Stored entries
───
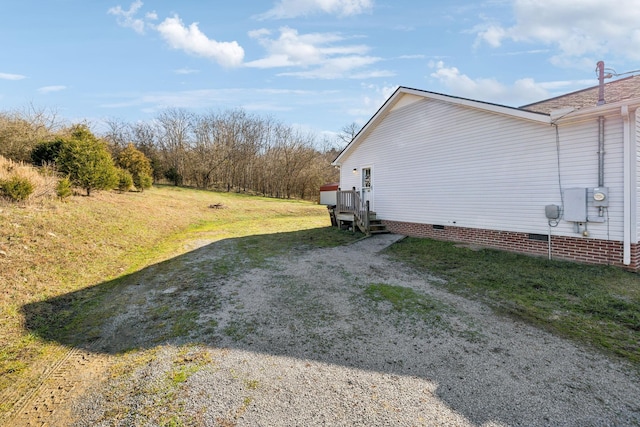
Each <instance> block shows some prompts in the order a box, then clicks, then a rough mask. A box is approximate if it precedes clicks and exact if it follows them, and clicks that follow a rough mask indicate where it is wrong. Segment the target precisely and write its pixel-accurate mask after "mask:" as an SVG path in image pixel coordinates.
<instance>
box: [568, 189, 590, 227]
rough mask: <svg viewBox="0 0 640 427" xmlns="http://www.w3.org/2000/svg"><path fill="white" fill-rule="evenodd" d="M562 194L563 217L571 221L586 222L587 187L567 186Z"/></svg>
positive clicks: (586, 221)
mask: <svg viewBox="0 0 640 427" xmlns="http://www.w3.org/2000/svg"><path fill="white" fill-rule="evenodd" d="M563 194H564V215H563V219H564V220H565V221H572V222H587V189H586V188H567V189H565V190H564V191H563Z"/></svg>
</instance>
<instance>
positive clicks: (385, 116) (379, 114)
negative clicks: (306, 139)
mask: <svg viewBox="0 0 640 427" xmlns="http://www.w3.org/2000/svg"><path fill="white" fill-rule="evenodd" d="M404 95H409V96H413V97H415V99H420V98H423V99H431V100H437V101H443V102H447V103H450V104H454V105H458V106H462V107H466V108H472V109H477V110H483V111H488V112H491V113H494V114H502V115H506V116H510V117H516V118H519V119H524V120H531V121H535V122H539V123H550V118H549V114H548V113H540V112H537V111H529V110H523V109H521V108H516V107H509V106H506V105H500V104H494V103H491V102H484V101H477V100H474V99H468V98H461V97H458V96H452V95H445V94H442V93H437V92H429V91H427V90H421V89H413V88H409V87H405V86H400V87H398V89H396V91H395V92H394V93H393V94H392V95H391V96H390V97H389V99H387V100H386V101H385V103H384V104H383V105H382V106H381V107H380V108H379V109H378V111H377V112H376V113H375V114H374V115H373V117H371V118H370V119H369V121H368V122H367V123H366V124H365V125H364V126H363V127H362V129H360V131H359V132H358V133H357V134H356V136H355V137H354V138H353V139H352V140H351V142H349V144H347V146H346V147H345V148H344V149H343V150H342V151H341V152H340V154H338V156H337V157H336V159H335V160H334V161H333V163H332V164H333V165H339V164H340V160H341V159H342V158H343V157H344V156H345V155H346V154H347V153H348V152H349V151H351V150H352V149H354V147H356V146H357V145H358V144H359V143H360V141H362V140H363V139H364V138H365V136H366V135H367V134H368V133H369V132H370V131H371V129H373V128H374V127H375V126H376V125H377V124H378V123H380V121H382V120H383V119H384V118H385V117H386V116H387V115H388V114H389V112H391V111H392V110H393V109H394V107H395V106H396V105H403V104H402V102H401V98H402V97H403V96H404Z"/></svg>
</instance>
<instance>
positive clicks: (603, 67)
mask: <svg viewBox="0 0 640 427" xmlns="http://www.w3.org/2000/svg"><path fill="white" fill-rule="evenodd" d="M596 70H597V71H598V105H603V104H604V103H605V100H604V79H605V78H609V77H611V76H610V75H606V76H605V74H604V61H598V63H597V64H596ZM598 187H604V116H599V117H598Z"/></svg>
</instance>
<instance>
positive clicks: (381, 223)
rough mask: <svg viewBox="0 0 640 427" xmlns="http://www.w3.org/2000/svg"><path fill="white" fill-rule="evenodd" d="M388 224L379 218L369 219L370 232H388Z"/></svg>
mask: <svg viewBox="0 0 640 427" xmlns="http://www.w3.org/2000/svg"><path fill="white" fill-rule="evenodd" d="M388 232H389V231H388V230H387V226H386V225H384V224H383V223H382V221H381V220H379V219H374V220H370V221H369V234H383V233H388Z"/></svg>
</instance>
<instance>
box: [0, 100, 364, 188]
mask: <svg viewBox="0 0 640 427" xmlns="http://www.w3.org/2000/svg"><path fill="white" fill-rule="evenodd" d="M350 126H351V127H350V128H349V127H345V128H343V132H342V134H340V135H339V138H340V139H343V140H344V139H346V138H348V137H349V135H346V134H345V132H347V129H350V130H349V132H352V133H353V131H354V128H353V125H350ZM80 128H83V130H79V129H80ZM74 132H75V133H74ZM86 132H90V131H88V127H87V126H84V127H83V126H80V125H72V126H60V125H59V123H58V122H57V121H56V120H55V115H52V114H47V113H46V112H42V111H34V110H31V111H30V112H29V114H25V113H21V114H18V113H0V155H2V156H4V157H7V158H9V159H12V160H14V161H24V162H34V159H35V160H36V161H37V160H38V159H37V156H36V158H34V157H33V156H32V153H34V151H37V150H36V148H39V149H43V145H44V146H46V144H43V143H49V144H51V143H52V142H54V141H57V140H59V139H60V138H61V137H64V138H67V139H69V138H71V140H73V139H74V138H75V139H78V138H80V139H89V140H92V138H95V139H96V140H97V141H99V142H100V143H103V144H104V147H105V148H106V149H107V150H108V152H109V154H110V156H111V158H112V159H113V160H114V163H115V164H116V165H118V166H120V167H121V168H122V167H123V161H124V162H125V163H126V159H127V158H130V157H131V156H132V155H137V154H136V152H139V153H141V154H142V155H143V156H144V157H145V158H146V159H148V162H149V166H150V169H149V170H148V174H149V175H150V177H151V178H152V179H153V181H154V182H156V183H162V182H165V183H172V184H174V185H184V186H191V187H196V188H202V189H214V190H222V191H234V192H247V193H251V194H259V195H264V196H270V197H278V198H301V199H310V200H314V199H316V198H317V197H318V192H319V187H320V185H322V184H323V183H326V182H333V181H337V180H338V171H337V170H336V169H335V168H334V167H332V166H331V161H332V160H333V159H334V158H335V157H336V156H337V154H338V152H339V151H338V149H337V148H336V145H337V144H338V142H337V141H329V140H323V141H318V140H317V137H316V136H314V135H312V134H308V133H304V132H302V131H300V130H299V129H296V128H294V127H292V126H288V125H285V124H283V123H280V122H278V121H276V120H274V119H272V118H269V117H261V116H258V115H253V114H249V113H247V112H246V111H244V110H242V109H234V110H226V111H221V112H209V113H204V114H196V113H193V112H190V111H188V110H185V109H177V108H170V109H166V110H164V111H162V112H160V113H159V114H158V115H157V116H156V117H155V118H154V119H153V120H150V121H145V122H135V123H130V122H126V121H120V120H114V119H112V120H109V121H107V130H106V131H105V132H103V133H102V134H101V135H97V136H95V135H93V134H87V133H86ZM347 133H348V132H347ZM74 135H75V136H74ZM350 136H351V137H352V136H353V135H350ZM47 147H48V148H50V147H51V146H47ZM54 148H55V146H54ZM132 149H134V150H135V151H136V152H131V150H132ZM123 159H125V160H123ZM124 169H127V168H126V167H125V168H124ZM129 169H131V168H130V167H129ZM144 173H147V171H146V169H145V171H144ZM133 176H134V179H135V174H133ZM142 178H143V180H144V176H143V177H142ZM110 179H111V178H110ZM139 179H140V177H138V182H137V183H135V184H136V187H139V188H142V186H141V183H140V181H139Z"/></svg>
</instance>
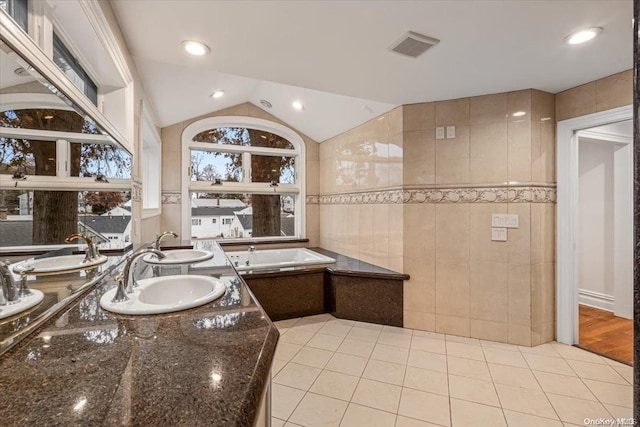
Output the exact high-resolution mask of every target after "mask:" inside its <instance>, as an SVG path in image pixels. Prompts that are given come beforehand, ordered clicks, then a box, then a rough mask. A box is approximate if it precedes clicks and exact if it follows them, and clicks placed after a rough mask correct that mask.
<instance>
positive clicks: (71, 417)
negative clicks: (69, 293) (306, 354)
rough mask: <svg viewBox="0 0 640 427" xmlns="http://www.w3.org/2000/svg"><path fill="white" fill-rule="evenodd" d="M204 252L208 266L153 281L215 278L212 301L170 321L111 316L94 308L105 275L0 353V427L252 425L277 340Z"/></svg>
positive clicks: (238, 280)
mask: <svg viewBox="0 0 640 427" xmlns="http://www.w3.org/2000/svg"><path fill="white" fill-rule="evenodd" d="M166 243H167V244H168V243H169V242H166ZM210 249H212V250H214V251H215V256H214V258H213V259H212V260H210V261H206V262H203V263H200V264H194V265H191V266H166V267H165V266H163V267H161V268H160V275H163V276H164V275H174V274H186V273H188V274H202V275H210V276H215V277H219V278H221V279H222V280H223V281H225V283H226V284H227V292H226V294H225V295H224V296H223V297H222V298H220V299H218V300H216V301H214V302H212V303H209V304H206V305H204V306H201V307H197V308H194V309H191V310H185V311H181V312H176V313H170V314H163V315H156V316H123V315H115V314H112V313H110V312H107V311H103V310H102V309H101V307H100V305H99V299H100V296H101V295H102V294H103V293H104V292H106V291H107V290H109V289H111V288H112V287H113V286H115V283H114V276H115V275H116V272H111V273H110V274H109V275H108V276H107V277H106V278H105V280H104V282H103V283H101V284H99V285H97V286H96V287H95V288H93V289H91V290H90V291H89V292H87V293H86V294H85V295H84V296H82V297H81V298H79V299H78V300H77V301H75V302H74V303H73V304H72V305H70V306H68V307H66V308H65V309H64V310H62V311H61V312H60V313H58V314H57V315H56V316H54V317H53V318H51V319H50V320H49V321H47V322H46V323H45V324H44V325H42V326H41V327H39V328H38V329H37V330H36V331H35V332H34V333H33V334H32V335H30V336H28V337H26V338H25V339H24V340H22V341H21V342H20V343H19V344H18V345H16V346H15V347H14V348H12V349H11V350H9V351H8V352H7V353H6V354H5V355H3V357H2V359H0V370H1V372H2V374H1V375H0V390H2V399H0V413H1V414H2V424H5V425H25V426H26V425H28V426H34V425H47V426H50V425H154V426H159V425H183V426H198V425H215V426H227V425H229V426H250V425H252V423H253V421H254V418H255V416H256V411H257V409H258V407H259V402H260V399H261V397H262V393H263V390H264V388H265V385H266V384H267V382H268V380H269V370H270V368H271V362H272V359H273V355H274V352H275V347H276V342H277V340H278V332H277V330H276V328H275V327H274V325H273V324H272V323H271V321H270V320H269V318H268V317H267V316H266V315H265V313H264V312H263V311H262V309H261V307H260V306H259V305H258V304H257V303H256V301H255V298H254V297H253V295H252V294H251V292H250V291H249V289H248V288H247V286H246V285H245V284H244V282H243V281H242V280H240V279H239V278H238V276H237V274H236V273H235V271H234V270H233V269H232V268H231V267H229V266H227V265H226V264H227V262H226V258H225V257H224V254H223V253H222V251H221V250H220V248H219V247H218V245H217V244H216V243H215V242H212V243H211V246H210ZM118 270H119V269H118ZM150 273H151V268H147V269H146V270H145V272H144V273H143V275H144V276H145V277H147V276H148V275H150Z"/></svg>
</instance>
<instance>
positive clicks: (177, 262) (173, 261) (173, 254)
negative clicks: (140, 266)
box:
───
EXERCISE PROMPT -
Could you repeat, exactly and with nothing else, the lines from the first line of the records through the line containing "positive clicks: (385, 116) (379, 114)"? Leave out the pictures.

RESPONSE TO THE EXERCISE -
Each <instance> block shows some prompts in the order a box, then clicks, then a rough mask. A box is approximate if it precedes clicks and exact if it follows them, and clicks that follow a rough mask indicate where it is wrong. Segment the target precisely and write its pixel-accurate mask after "mask:" as an SVG path in image pixel coordinates.
<instance>
box: [568, 189, 590, 227]
rough mask: <svg viewBox="0 0 640 427" xmlns="http://www.w3.org/2000/svg"><path fill="white" fill-rule="evenodd" d="M562 194L563 217L571 221L586 222L587 187L567 186Z"/></svg>
positive clicks: (586, 221)
mask: <svg viewBox="0 0 640 427" xmlns="http://www.w3.org/2000/svg"><path fill="white" fill-rule="evenodd" d="M563 194H564V215H563V219H564V220H565V221H572V222H587V189H586V188H567V189H565V190H564V191H563Z"/></svg>
</instance>
<instance>
positive clicks: (385, 116) (379, 114)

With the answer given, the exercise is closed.